◆ **TO DO**:
Please write what comes next in the text on compactness in metric spaces, starting right after its final sentence.

◆ **EXCERPT TO READ**:
- - - - - - -
There is a list of propositions discussed so far in this site.
Main Body
1: Structured Description
Here is the rules of Structured Description.
Entities:
\(M\): \(\in \{\text{ the metric spaces }\}\), with the topology induced by the metric
\(S\): \(\subseteq M\) such that \(S \neq \emptyset\)
\(\overline{S}\): as the metric subspace
//
Statements:
1) \(\overline{S} \in \{\text{ the compact subsets }\}\)
\(\iff\)
2) \(\forall s: \mathbb{N} \to S (\exists s^` \in \{\text{ the subsequences of } s\}, \exists m \in \overline{S} (s^` \text{ converges to } m))\)
\(\iff\)
3)
(
\(\overline{S} \in \{\text{ the complete metric spaces }\}\)
\(\land\)
\(\forall r \in \mathbb{R} \text{ such that } 0 \lt r (\exists \{s_1, ..., s_{n_r}\} \subseteq S (\overline{S} \subseteq \cup_{j \in \{1, ..., n_r\}} B_{s_j, r}))\)
)
//
2: Note
As an immediate corollary, \(S\) can be taken to be \(M\), then, \(\overline{S} = M\), so, \(M\) is compact if and only if each sequence into \(M\) has a subsequence that converges in \(M\) (which means that \(M\) is sequentially compact) if and only if \(M\) is complete and for each positive real number, there is a set of some finite open balls of the-number-radius that covers \(M\).
"open balls" can be replace by "closed balls", because if there is a set of such open balls for each \(r\), the set of the closed balls of the same radius covers \(\overline{S}\), and if there is a set of such closed balls, for each \(r\), there are an \(r - \epsilon\) such that \(0 \lt r - \epsilon\) and a set of such closed balls with radius \(r - \epsilon\), then, the corresponding open balls of radius \(r\) covers \(\overline{S}\).
- - - - - - -
◆ **PROVIDED MATERIAL**:
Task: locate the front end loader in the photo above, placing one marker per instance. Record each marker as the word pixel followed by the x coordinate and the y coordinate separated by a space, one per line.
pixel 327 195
- - - - - - -
◆ **THE ANSWER**:
2: Proof
Whole Strategy: Step 1: suppose 2); Step 2: see that \(\overline{S}\) is complete; Step 3: see that \(\forall r \in \mathbb{R} \text{ such that } 0 \lt r (\exists \{s_1, ..., s_{n_r}\} \subseteq S (\overline{S} \subseteq \cup_{j \in \{1, ..., n_r\}} B_{s_j, r}))\); Step 4: suppose 3); Step 5: see that 1) holds; Step 6: suppose 1); Step 7: see that 2) holds.
Step 1:
Let us suppose 2).
Step 2:
Step 2 Strategy: Step 2-1: take any Cauchy sequence into \(\overline{S}\), \(f\); Step 2-2: take a sequence into \(S\), \(s\), such that \(dist (s_j, f_j) \lt 2^{-j}\); Step 2-3: see that there is a subsequence of \(s\), \(s^` = s \circ g\), that converges to \(m \in \overline{S}\) and \(f \circ g\) converges to \(m\).
Let us see that \(\overline{S}\) is complete.
Step 2-1:
Let \(f: \mathbb{N} \to \overline{S}\) be any Cauchy sequence.
Step 2-2:
Let us take a sequence, \(s: \mathbb{N} \to S\), such that for each \(j \in \mathbb{N}\), \(dist (s_j, f_j) \lt 2^{-j}\), which is possible, because as \(f_j \in \overline{S}\), \(B_{f_j, 2^{-j}} \cap S \neq \emptyset\), by the proposition that the closure of any subset is the union of the subset and the accumulation points set of the subset.
Step 2-3:
By 2), there is a subsequence of \(s\), \(s^`: \mathbb{N} \to \mathbb{N} \to S = s \circ g\), that converges to \(m \in \overline{S}\).
Let us see that \(f \circ g\) converges to \(m\).
Let \(\epsilon \in \mathbb{R}\) be any such that \(0 \lt \epsilon\).
There is an \(N_1 \in \mathbb{N}\) such that for each \(n \in \mathbb{N}\) such that \(N_1 \lt n\), \(2^{- g (n)} \lt \epsilon / 2\).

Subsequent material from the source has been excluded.